■ Exercise directions
Extract the lines up to and including the one that contains "Target: horizon line", starting with the first line of the entries below, and omit the pictures.

===

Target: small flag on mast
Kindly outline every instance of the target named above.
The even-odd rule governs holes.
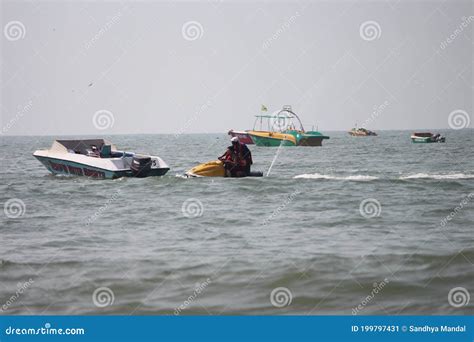
[[[260,109],[262,112],[267,112],[268,111],[268,108],[265,107],[265,105],[262,105],[262,108]]]

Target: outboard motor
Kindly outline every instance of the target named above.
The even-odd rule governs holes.
[[[148,172],[151,170],[151,157],[133,157],[130,170],[132,170],[134,177],[146,177]]]

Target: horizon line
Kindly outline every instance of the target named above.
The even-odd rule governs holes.
[[[463,129],[460,129],[459,131],[462,130],[473,130],[474,127],[465,127]],[[374,129],[372,129],[374,130]],[[452,128],[404,128],[404,129],[376,129],[376,131],[409,131],[409,132],[416,132],[416,131],[422,131],[422,130],[453,130],[456,131]],[[319,131],[319,130],[318,130]],[[349,132],[349,130],[324,130],[324,132]],[[179,136],[179,135],[198,135],[198,134],[224,134],[228,135],[228,132],[190,132],[190,133],[107,133],[103,132],[102,135],[106,136],[115,136],[115,135],[174,135],[174,136]],[[76,133],[76,134],[0,134],[0,137],[52,137],[52,136],[96,136],[100,134],[94,134],[94,133]]]

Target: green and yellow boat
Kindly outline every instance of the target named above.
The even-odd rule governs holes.
[[[322,141],[329,139],[318,131],[305,131],[291,106],[284,106],[275,114],[255,117],[254,129],[246,132],[257,146],[322,146]],[[258,121],[260,130],[255,130]],[[267,130],[262,129],[264,121],[267,122]]]
[[[426,144],[426,143],[444,143],[446,142],[446,137],[442,136],[441,134],[433,134],[431,132],[421,132],[421,133],[413,133],[411,135],[411,141],[419,144]]]

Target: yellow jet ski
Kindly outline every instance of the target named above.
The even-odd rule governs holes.
[[[226,177],[224,163],[220,160],[210,161],[193,167],[186,172],[188,177]],[[250,172],[246,177],[263,177],[262,172]]]

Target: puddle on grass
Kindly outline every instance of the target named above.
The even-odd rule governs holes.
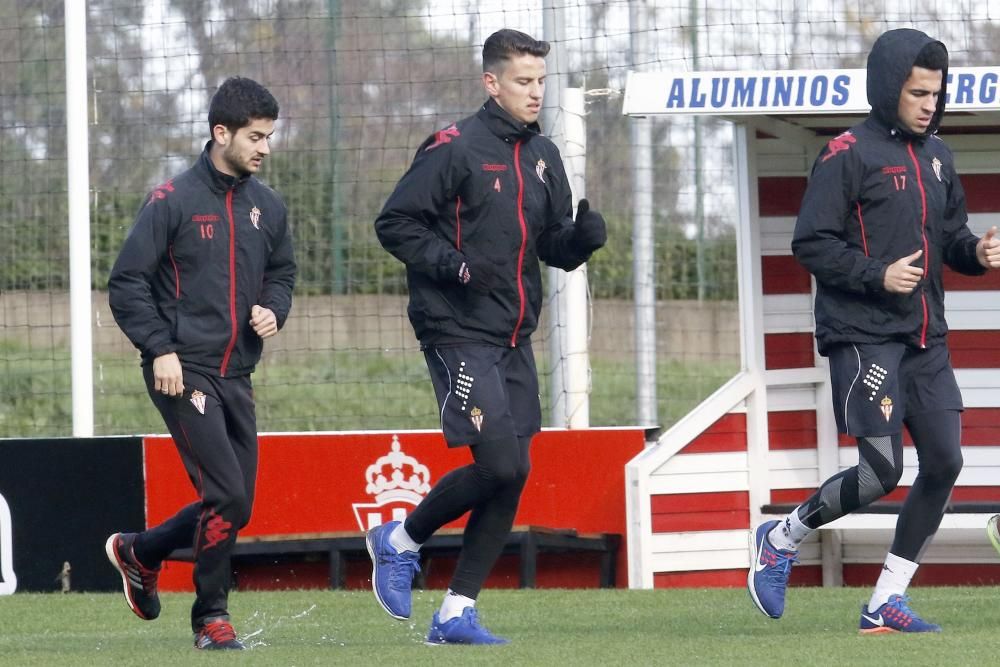
[[[305,618],[312,611],[316,609],[316,605],[310,605],[308,609],[303,609],[297,614],[291,616],[274,616],[271,617],[266,611],[254,611],[250,618],[243,622],[243,627],[256,627],[256,630],[248,632],[243,637],[240,637],[240,641],[248,649],[261,648],[268,646],[268,642],[264,640],[265,632],[273,632],[274,630],[280,628],[286,622],[295,621],[296,619]]]

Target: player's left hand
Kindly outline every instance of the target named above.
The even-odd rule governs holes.
[[[278,333],[278,318],[270,308],[254,306],[250,309],[250,326],[261,338],[270,338]]]
[[[1000,269],[1000,238],[994,225],[976,244],[976,257],[987,269]]]
[[[591,253],[608,242],[608,226],[604,217],[590,210],[590,202],[581,199],[576,205],[576,224],[573,225],[573,240],[586,253]]]

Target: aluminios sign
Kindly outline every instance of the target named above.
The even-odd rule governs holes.
[[[629,72],[622,112],[654,114],[868,113],[863,69]],[[949,111],[1000,110],[1000,68],[948,72]]]

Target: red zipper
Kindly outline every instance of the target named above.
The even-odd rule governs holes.
[[[906,150],[913,160],[913,167],[917,171],[917,189],[920,190],[920,238],[924,242],[924,280],[930,278],[931,274],[931,249],[927,243],[927,193],[924,191],[924,179],[920,176],[920,163],[913,152],[913,144],[906,144]],[[927,296],[923,289],[920,290],[920,303],[924,309],[924,324],[920,327],[920,347],[927,347]]]
[[[229,356],[236,346],[236,220],[233,217],[233,191],[226,193],[226,214],[229,216],[229,322],[232,331],[229,334],[229,344],[226,353],[222,355],[222,365],[219,375],[226,377],[226,367],[229,366]]]
[[[861,225],[861,245],[865,249],[865,257],[868,257],[868,237],[865,234],[865,219],[861,216],[861,202],[857,202],[858,206],[858,224]]]
[[[462,198],[455,198],[455,247],[462,249]]]
[[[181,298],[181,270],[177,268],[177,260],[174,259],[174,244],[171,243],[167,249],[170,254],[170,266],[174,267],[174,298]]]
[[[528,225],[524,221],[524,176],[521,174],[521,142],[514,144],[514,170],[517,172],[517,221],[521,225],[521,250],[517,253],[517,296],[520,308],[517,314],[517,324],[510,337],[510,346],[517,347],[517,333],[524,322],[524,281],[521,274],[524,271],[524,251],[528,246]]]

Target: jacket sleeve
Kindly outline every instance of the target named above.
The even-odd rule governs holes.
[[[147,358],[177,349],[152,289],[168,253],[172,218],[168,201],[149,198],[125,237],[108,279],[108,301],[115,322]]]
[[[454,142],[429,147],[428,138],[417,149],[413,163],[375,219],[382,247],[418,271],[442,282],[456,282],[462,254],[444,236],[439,216],[453,199],[461,177],[456,173]]]
[[[847,242],[847,224],[858,205],[862,170],[856,150],[831,153],[825,148],[820,153],[795,221],[792,253],[823,285],[873,294],[885,290],[888,265]]]
[[[545,227],[538,236],[538,258],[549,266],[572,271],[588,259],[591,253],[581,251],[573,239],[573,195],[559,153],[552,160],[552,206]]]
[[[948,204],[944,211],[942,258],[945,264],[959,273],[978,276],[986,273],[986,267],[976,257],[979,237],[969,229],[969,214],[965,209],[965,190],[958,174],[951,165],[951,187],[948,188]]]
[[[260,294],[260,305],[274,313],[279,329],[285,326],[285,320],[292,309],[292,289],[295,287],[297,272],[292,229],[288,225],[287,215],[285,210],[284,234],[267,259]]]

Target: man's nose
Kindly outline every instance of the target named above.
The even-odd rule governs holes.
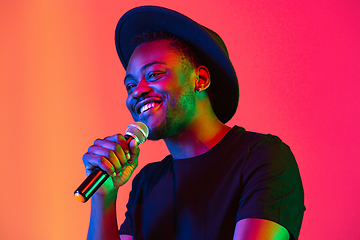
[[[133,98],[140,98],[145,95],[147,95],[152,90],[151,87],[149,87],[146,79],[141,79],[139,84],[136,86],[134,91],[132,92]]]

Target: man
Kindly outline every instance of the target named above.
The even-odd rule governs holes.
[[[297,239],[305,208],[291,151],[275,136],[225,125],[239,93],[221,38],[146,6],[120,19],[115,41],[126,105],[171,155],[134,178],[118,231],[117,190],[139,148],[119,134],[95,141],[83,157],[87,173],[100,167],[112,178],[92,197],[88,239]]]

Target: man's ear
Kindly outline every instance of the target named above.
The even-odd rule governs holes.
[[[195,69],[197,81],[195,83],[195,91],[201,92],[210,86],[210,72],[205,66],[198,66]]]

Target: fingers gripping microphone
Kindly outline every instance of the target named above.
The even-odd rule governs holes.
[[[145,142],[149,135],[149,129],[142,122],[135,122],[130,124],[124,137],[129,144],[132,139],[135,139],[138,145]],[[108,179],[109,174],[106,171],[95,168],[85,181],[75,190],[75,198],[80,202],[86,202],[99,189],[99,187]]]

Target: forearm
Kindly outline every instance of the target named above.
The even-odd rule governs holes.
[[[106,195],[94,195],[91,198],[91,215],[88,240],[119,240],[116,218],[117,191]]]
[[[289,240],[289,232],[280,224],[259,218],[237,222],[233,240]]]

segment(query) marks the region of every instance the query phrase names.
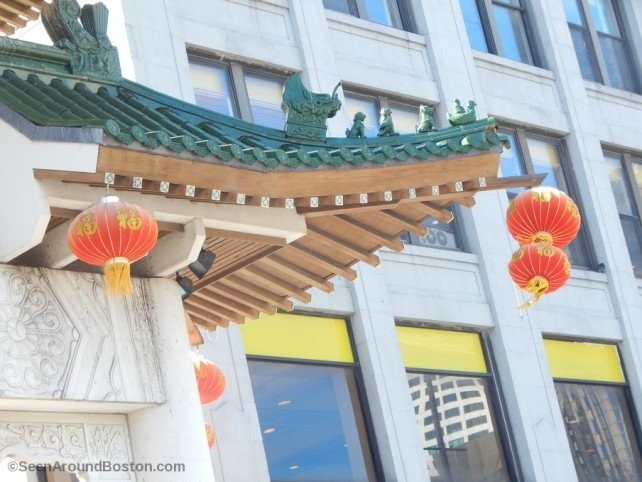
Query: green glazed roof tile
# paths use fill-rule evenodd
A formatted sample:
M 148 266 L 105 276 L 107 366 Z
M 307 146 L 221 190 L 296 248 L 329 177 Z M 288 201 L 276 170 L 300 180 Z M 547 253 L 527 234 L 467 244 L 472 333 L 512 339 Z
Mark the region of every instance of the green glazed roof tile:
M 51 75 L 15 66 L 1 69 L 0 101 L 37 125 L 100 127 L 105 143 L 167 149 L 213 162 L 262 170 L 350 168 L 401 164 L 489 150 L 504 139 L 492 118 L 423 134 L 364 139 L 293 139 L 284 131 L 227 117 L 144 86 Z M 109 140 L 109 139 L 113 140 Z

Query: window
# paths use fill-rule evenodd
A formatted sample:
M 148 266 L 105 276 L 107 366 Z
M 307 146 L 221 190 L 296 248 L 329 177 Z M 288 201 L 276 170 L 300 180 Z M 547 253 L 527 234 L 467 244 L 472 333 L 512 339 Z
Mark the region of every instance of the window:
M 345 320 L 241 325 L 271 480 L 377 480 Z
M 642 479 L 642 458 L 617 347 L 544 340 L 580 482 Z
M 523 0 L 460 0 L 470 47 L 539 65 Z
M 642 158 L 605 152 L 604 160 L 631 265 L 635 275 L 642 277 Z
M 563 0 L 562 3 L 582 77 L 640 92 L 620 2 Z
M 504 149 L 500 157 L 502 176 L 545 173 L 542 186 L 554 187 L 567 193 L 580 207 L 581 213 L 579 196 L 572 189 L 572 179 L 567 177 L 570 166 L 567 165 L 562 141 L 524 129 L 502 129 L 501 131 L 508 136 L 511 144 L 511 148 Z M 524 188 L 511 188 L 506 192 L 508 198 L 513 199 L 523 190 Z M 564 248 L 564 251 L 574 267 L 595 267 L 584 222 L 575 240 Z
M 408 380 L 421 377 L 422 396 L 412 403 L 430 480 L 516 479 L 515 456 L 504 453 L 503 440 L 508 435 L 494 408 L 498 393 L 480 336 L 397 326 L 397 338 Z M 436 402 L 442 398 L 445 385 L 454 393 L 443 397 L 444 402 L 449 398 L 451 405 L 440 409 Z M 466 389 L 462 386 L 475 386 L 478 390 L 463 391 Z M 474 397 L 461 396 L 464 393 Z
M 416 30 L 409 0 L 323 0 L 329 10 L 408 32 Z
M 201 59 L 190 59 L 190 72 L 197 105 L 262 126 L 284 128 L 284 76 L 236 62 Z

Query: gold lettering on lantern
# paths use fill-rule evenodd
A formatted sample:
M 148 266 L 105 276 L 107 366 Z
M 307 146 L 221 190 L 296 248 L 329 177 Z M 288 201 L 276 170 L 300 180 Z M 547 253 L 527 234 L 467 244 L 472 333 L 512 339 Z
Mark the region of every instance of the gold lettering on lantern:
M 574 218 L 580 215 L 580 210 L 577 207 L 577 204 L 569 197 L 566 199 L 566 210 L 571 213 L 571 216 Z
M 513 253 L 511 261 L 519 261 L 523 257 L 524 257 L 524 250 L 522 248 L 519 248 L 517 251 Z
M 98 223 L 94 213 L 85 213 L 76 223 L 76 234 L 78 236 L 91 236 L 98 231 Z
M 537 245 L 537 254 L 550 258 L 555 254 L 553 251 L 553 245 L 549 243 L 539 243 Z
M 515 209 L 517 209 L 517 203 L 513 199 L 510 204 L 508 205 L 508 209 L 506 210 L 506 216 L 510 216 L 515 212 Z
M 564 274 L 571 274 L 571 262 L 568 259 L 564 260 Z
M 138 215 L 138 211 L 135 209 L 124 208 L 118 211 L 116 215 L 118 219 L 118 227 L 120 229 L 131 229 L 132 231 L 138 231 L 143 227 L 143 220 Z
M 531 191 L 531 199 L 535 202 L 548 203 L 551 202 L 552 193 L 550 189 L 538 188 Z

===

■ Task solution
Target: small flag on mast
Kindly outline every instance of the target named above.
The even-odd rule governs holes.
[[[260,109],[262,112],[267,112],[268,111],[268,108],[265,107],[265,105],[262,105],[262,108]]]

Target: outboard motor
Kindly outline every instance of the target named above.
The even-odd rule governs holes.
[[[148,172],[151,170],[151,157],[133,157],[130,170],[132,170],[134,177],[146,177]]]

Target: horizon line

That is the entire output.